Work to complete
A: Please repeat the stretch of the data-types tutorial below from "This Jupyter notebook" through "these data objects.".
B: According to the data-types tutorial below, what does the notebook assume about the repository?
C: Check each statement against the data-types tutorial below. Answer yes or no, and quote the words that decide it.
(i) The notebook aims to help new contributors extend the data-type building blocks.
(ii) The variable sep_str is set to 80 hyphens.
(iii) The data-type imports come from qrew.simulation.data_types.
## start Page extract
# Tutorial: Working with `data_types.py`

This Jupyter notebook is an **annotated walkthrough** of the _data‑types_ layer in your
workflow / resource‑estimation code‑base.  
The goal is to help new contributors **understand**, **experiment** with, and **extend**
the fundamental data‑type building blocks that underpin:

* **Resource estimation** — e.g. _how many (qu)bits does a register need?_
* **Shape & type checking** — reasoning about symbolic tensor shapes and composite
  data structures.
* **Trace construction** — assembling DAG nodes that manipulate these data objects.

> **Prerequisites**  
> The notebook assumes the repository is on your Python path (or that the notebook
> lives in the repo root).  Adjust `sys.path` below if needed.

In [8]:
sep_str = '-'*60

In [35]:
# -- Python path -----------------------------------------------------------------
import sys, os, pathlib
repo_root = pathlib.Path.cwd()  # adapt if the notebook sits elsewhere
# if str(repo_root) not in sys.path:
#     sys.path.insert(0, str(repo_root))
current_dir = os.getcwd()
sys.path.append(current_dir[:-9])

# -- Core data‑type imports ------------------------------------------------------
from qrew.simulation.data_types import (
    BitNumbering,BitStringView,
    Dyn,                   # symbolic "dynamic" dimension marker
    CBit, CUInt, CInt, CFloat,
    CFxp, String,Struct,
    QBit, QAny, QInt, QUInt, BQUInt, QFxp,
    TensorType, MatrixType,
    is_classical, is_quantum,
)
## end Page extract
## start Supplied information
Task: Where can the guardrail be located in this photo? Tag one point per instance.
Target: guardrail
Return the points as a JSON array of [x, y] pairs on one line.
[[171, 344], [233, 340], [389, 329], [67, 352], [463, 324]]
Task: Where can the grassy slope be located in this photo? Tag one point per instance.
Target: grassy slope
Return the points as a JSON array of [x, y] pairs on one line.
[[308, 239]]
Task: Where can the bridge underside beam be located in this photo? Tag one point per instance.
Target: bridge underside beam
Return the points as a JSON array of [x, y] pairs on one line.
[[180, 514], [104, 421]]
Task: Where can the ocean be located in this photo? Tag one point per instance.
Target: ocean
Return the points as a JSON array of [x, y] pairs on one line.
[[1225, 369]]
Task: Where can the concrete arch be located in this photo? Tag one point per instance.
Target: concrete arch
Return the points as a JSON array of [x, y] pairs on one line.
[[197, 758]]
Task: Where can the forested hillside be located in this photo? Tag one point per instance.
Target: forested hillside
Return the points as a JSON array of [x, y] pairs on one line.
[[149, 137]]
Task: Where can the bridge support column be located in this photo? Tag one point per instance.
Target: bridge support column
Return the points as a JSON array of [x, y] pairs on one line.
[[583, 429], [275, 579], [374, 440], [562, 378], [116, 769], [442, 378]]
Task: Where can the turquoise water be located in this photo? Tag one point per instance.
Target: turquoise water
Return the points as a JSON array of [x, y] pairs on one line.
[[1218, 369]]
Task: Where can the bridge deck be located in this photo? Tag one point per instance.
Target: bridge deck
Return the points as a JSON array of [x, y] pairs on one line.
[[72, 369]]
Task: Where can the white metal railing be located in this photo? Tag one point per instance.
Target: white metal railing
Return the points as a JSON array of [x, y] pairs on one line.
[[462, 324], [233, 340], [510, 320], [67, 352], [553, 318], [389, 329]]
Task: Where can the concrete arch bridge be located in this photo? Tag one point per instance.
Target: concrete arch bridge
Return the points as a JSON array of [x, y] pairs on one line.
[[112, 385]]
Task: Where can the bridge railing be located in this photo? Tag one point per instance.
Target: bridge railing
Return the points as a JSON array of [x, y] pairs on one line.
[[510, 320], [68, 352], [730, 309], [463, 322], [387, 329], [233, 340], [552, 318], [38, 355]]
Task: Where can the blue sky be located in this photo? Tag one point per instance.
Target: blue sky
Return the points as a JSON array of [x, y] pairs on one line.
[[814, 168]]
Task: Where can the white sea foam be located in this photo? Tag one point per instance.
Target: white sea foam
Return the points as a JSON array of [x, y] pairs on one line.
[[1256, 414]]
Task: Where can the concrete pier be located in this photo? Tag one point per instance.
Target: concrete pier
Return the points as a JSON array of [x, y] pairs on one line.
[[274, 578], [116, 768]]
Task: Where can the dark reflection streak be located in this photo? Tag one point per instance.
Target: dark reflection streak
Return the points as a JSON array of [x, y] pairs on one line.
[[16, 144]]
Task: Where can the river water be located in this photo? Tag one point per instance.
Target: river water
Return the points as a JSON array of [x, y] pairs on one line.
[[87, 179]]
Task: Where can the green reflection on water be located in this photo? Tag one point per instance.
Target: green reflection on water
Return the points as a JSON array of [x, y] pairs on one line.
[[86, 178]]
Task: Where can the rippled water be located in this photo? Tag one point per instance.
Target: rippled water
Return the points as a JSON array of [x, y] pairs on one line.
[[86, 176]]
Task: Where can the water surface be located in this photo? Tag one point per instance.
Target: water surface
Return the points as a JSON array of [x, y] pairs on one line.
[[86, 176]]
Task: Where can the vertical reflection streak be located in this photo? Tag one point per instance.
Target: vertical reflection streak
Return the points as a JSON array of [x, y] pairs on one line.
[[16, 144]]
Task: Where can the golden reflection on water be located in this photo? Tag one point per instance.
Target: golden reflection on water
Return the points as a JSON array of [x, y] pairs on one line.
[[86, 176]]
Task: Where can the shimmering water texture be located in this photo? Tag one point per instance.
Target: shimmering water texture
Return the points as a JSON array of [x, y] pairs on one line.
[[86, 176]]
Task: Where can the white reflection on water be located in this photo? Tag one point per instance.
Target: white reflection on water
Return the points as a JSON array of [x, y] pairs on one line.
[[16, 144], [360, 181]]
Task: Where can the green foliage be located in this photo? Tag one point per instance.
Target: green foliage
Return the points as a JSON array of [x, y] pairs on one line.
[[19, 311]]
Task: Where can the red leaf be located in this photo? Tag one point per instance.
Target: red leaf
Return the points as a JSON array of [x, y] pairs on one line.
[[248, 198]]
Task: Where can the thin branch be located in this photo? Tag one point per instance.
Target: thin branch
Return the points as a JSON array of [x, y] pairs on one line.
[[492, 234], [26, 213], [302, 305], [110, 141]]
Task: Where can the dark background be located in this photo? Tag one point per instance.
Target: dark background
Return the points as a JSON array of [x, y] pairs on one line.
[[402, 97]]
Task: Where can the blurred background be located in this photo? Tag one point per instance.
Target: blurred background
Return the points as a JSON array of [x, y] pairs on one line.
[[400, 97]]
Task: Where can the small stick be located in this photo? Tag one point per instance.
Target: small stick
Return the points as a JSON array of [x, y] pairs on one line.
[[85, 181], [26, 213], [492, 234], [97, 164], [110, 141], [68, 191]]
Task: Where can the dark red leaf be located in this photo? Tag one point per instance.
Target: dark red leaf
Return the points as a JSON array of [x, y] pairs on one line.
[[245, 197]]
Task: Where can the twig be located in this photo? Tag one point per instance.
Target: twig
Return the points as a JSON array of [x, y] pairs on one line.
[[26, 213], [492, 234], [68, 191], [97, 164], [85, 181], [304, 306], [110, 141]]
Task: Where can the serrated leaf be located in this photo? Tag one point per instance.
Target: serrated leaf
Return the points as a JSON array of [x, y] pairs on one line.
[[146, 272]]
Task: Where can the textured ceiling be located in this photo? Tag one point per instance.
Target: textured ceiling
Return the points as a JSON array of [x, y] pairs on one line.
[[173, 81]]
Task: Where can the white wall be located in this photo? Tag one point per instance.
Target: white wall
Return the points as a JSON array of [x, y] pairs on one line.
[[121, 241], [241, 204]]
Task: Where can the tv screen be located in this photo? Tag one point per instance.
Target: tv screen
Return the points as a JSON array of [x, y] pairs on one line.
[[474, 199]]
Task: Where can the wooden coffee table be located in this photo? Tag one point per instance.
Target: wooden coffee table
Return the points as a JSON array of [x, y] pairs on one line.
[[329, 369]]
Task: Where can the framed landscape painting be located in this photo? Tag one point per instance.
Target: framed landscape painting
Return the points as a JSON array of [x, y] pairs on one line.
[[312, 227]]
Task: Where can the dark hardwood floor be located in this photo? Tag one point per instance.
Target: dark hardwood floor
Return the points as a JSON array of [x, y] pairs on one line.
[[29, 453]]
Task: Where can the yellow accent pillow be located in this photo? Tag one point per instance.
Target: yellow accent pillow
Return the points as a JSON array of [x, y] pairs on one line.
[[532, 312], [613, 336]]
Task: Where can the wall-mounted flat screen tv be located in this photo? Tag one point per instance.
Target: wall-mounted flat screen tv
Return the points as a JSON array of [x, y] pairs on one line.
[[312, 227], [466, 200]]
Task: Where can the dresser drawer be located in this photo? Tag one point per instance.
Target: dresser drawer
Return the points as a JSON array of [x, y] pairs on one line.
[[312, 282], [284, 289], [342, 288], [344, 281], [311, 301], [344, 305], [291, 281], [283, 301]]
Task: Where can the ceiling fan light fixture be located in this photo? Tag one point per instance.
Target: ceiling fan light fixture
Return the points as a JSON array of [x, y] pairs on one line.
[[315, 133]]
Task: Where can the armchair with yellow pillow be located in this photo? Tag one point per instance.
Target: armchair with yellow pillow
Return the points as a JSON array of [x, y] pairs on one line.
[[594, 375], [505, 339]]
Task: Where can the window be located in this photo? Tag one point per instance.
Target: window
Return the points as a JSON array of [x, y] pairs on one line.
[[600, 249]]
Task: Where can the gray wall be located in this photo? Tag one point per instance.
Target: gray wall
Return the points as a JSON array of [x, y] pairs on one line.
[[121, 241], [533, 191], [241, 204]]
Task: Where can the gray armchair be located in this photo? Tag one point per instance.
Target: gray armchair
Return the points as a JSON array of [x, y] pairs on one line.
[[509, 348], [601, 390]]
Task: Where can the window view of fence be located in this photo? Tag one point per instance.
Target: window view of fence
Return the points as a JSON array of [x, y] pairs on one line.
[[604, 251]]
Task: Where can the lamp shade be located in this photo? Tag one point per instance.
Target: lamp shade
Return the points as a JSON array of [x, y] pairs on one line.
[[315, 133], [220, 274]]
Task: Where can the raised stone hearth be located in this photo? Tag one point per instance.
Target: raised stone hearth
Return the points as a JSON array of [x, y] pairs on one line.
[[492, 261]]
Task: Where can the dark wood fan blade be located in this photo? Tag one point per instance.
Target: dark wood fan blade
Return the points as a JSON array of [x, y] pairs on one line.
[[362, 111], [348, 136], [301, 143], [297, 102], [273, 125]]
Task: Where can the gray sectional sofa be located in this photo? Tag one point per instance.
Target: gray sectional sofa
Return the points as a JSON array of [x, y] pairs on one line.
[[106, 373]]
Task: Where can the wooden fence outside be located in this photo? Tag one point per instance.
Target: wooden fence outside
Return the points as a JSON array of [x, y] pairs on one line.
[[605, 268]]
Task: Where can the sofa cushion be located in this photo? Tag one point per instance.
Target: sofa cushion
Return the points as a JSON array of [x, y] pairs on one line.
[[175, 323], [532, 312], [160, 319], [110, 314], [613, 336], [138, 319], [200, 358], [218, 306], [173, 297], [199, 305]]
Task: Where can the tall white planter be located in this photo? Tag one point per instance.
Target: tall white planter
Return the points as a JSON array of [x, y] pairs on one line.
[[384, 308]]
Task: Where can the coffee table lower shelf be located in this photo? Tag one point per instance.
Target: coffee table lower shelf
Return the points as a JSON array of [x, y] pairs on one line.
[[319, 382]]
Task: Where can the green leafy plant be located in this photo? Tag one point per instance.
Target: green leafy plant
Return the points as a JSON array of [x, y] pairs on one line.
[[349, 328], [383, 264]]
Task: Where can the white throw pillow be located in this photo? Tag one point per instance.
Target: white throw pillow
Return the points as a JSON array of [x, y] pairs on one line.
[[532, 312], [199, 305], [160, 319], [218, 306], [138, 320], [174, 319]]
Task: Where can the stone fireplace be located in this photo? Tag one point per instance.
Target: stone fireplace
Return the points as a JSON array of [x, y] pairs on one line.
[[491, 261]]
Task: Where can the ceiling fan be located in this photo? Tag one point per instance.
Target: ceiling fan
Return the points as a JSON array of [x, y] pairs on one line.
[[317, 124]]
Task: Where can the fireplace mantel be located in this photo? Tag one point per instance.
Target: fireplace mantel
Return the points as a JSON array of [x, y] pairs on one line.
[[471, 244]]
## end Supplied information
Responses to the exercise
A:
This Jupyter notebook is an **annotated walkthrough** of the _data‑types_ layer in your
workflow / resource‑estimation code‑base.  
The goal is to help new contributors **understand**, **experiment** with, and **extend**
the fundamental data‑type building blocks that underpin:

* **Resource estimation** — e.g. _how many (qu)bits does a register need?_
* **Shape & type checking** — reasoning about symbolic tensor shapes and composite
  data structures.
* **Trace construction** — assembling DAG nodes that manipulate these data objects.

B: It assumes the repository is on your Python path, or that the notebook lives in the repo root.

C:
(i) Yes: "help new contributors **understand**, **experiment** with, and **extend**"
(ii) No: "sep_str = '-'*60"
(iii) Yes: "from qrew.simulation.data_types import ("